What to do With a Pandan Plant

We’re renting a house here in Kuching, one with a backyard. On first day after we arrived in Kuching, we went over to see the house. What do we find, but a stand of pandan growing over on one side of the yard!

Pandan Growing in our Yard

pandan growing in our yard

Pandan is a plant with long, tough green leaves. When cut or crushed, the leaves give off this wonderfully sweet, herbal aroma. Cooking with pandan leaves will infuse the pandan flavor into the food. For instance, toss a few pandan leaves in a pot of rice with some coconut milk, and you have nasi lemak!

When we were living in Hawaii, I had a huge stand of pandan growing in the side yard of my Mom’s house. I had nurtured this stand from a small keiki given to me by my friend’s mom. I was very proud of how large it had gotten. (And very sad when I found out my sister had pulled it all out!)

When we moved to San Jose, we couldn’t grow pandan because it is a tropical plant that can’t take the cool California winters. We had to make do with frozen pandan found in the Asian grocery stores. Most of the recipes we made calling for pandan actually used a bottled pandan extract paste. Fresh pandan was just too hard to come by.

^^^^^^^^

#### [INSTRUCTION]
List every place name mentioned in the text about the pandan plant above.

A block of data
^^^^^^^^

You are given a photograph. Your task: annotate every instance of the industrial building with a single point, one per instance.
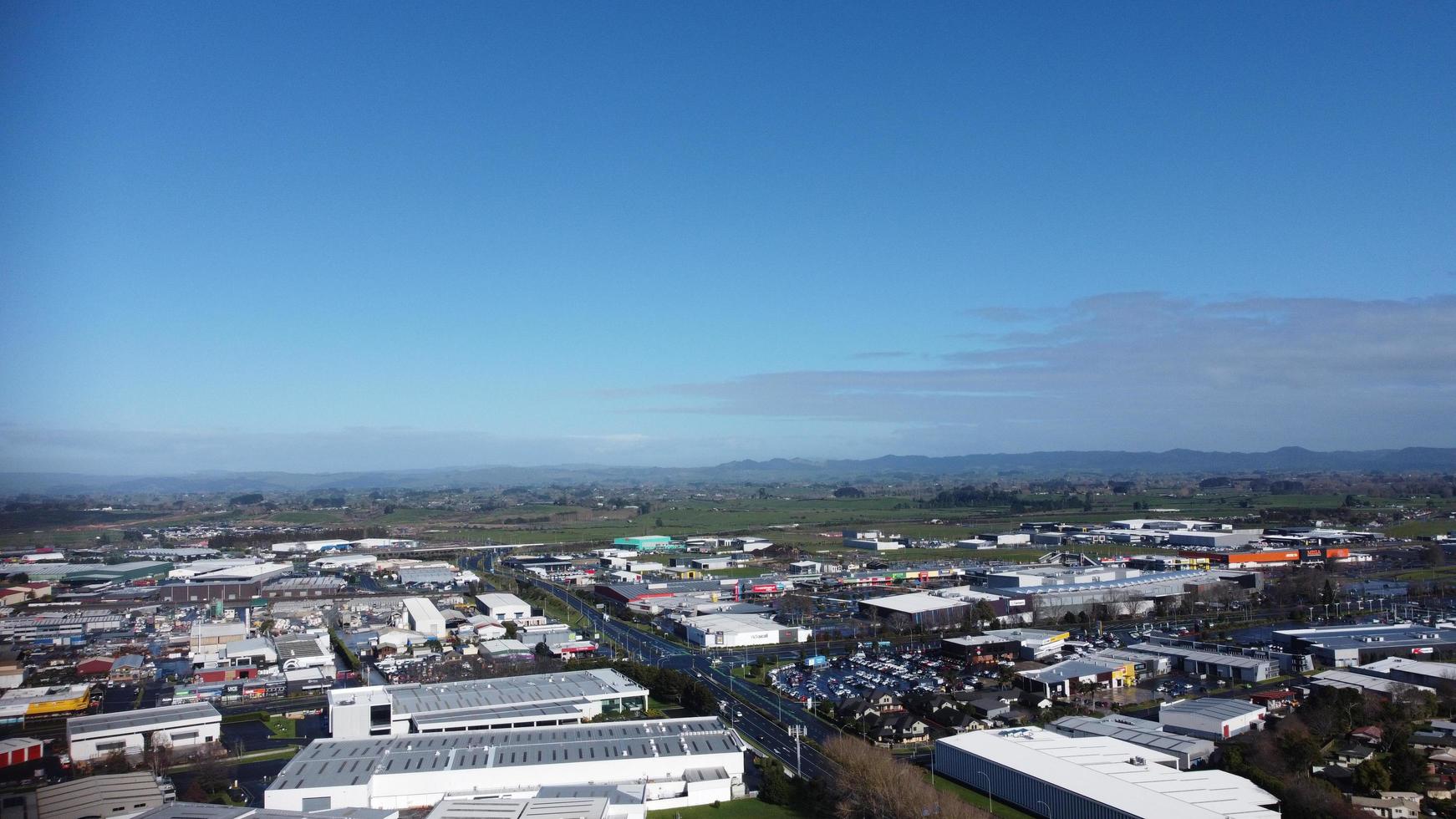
(304, 588)
(435, 573)
(1212, 718)
(89, 573)
(207, 593)
(18, 705)
(736, 630)
(104, 796)
(502, 607)
(1036, 644)
(1342, 646)
(245, 573)
(423, 616)
(1063, 679)
(1365, 683)
(920, 607)
(344, 563)
(474, 705)
(1094, 777)
(1187, 750)
(1413, 673)
(59, 628)
(689, 761)
(184, 729)
(626, 594)
(647, 543)
(1240, 667)
(873, 540)
(555, 801)
(309, 546)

^^^^^^^^

#### [EXERCISE RESPONSE]
Kuching, Hawaii, San Jose, California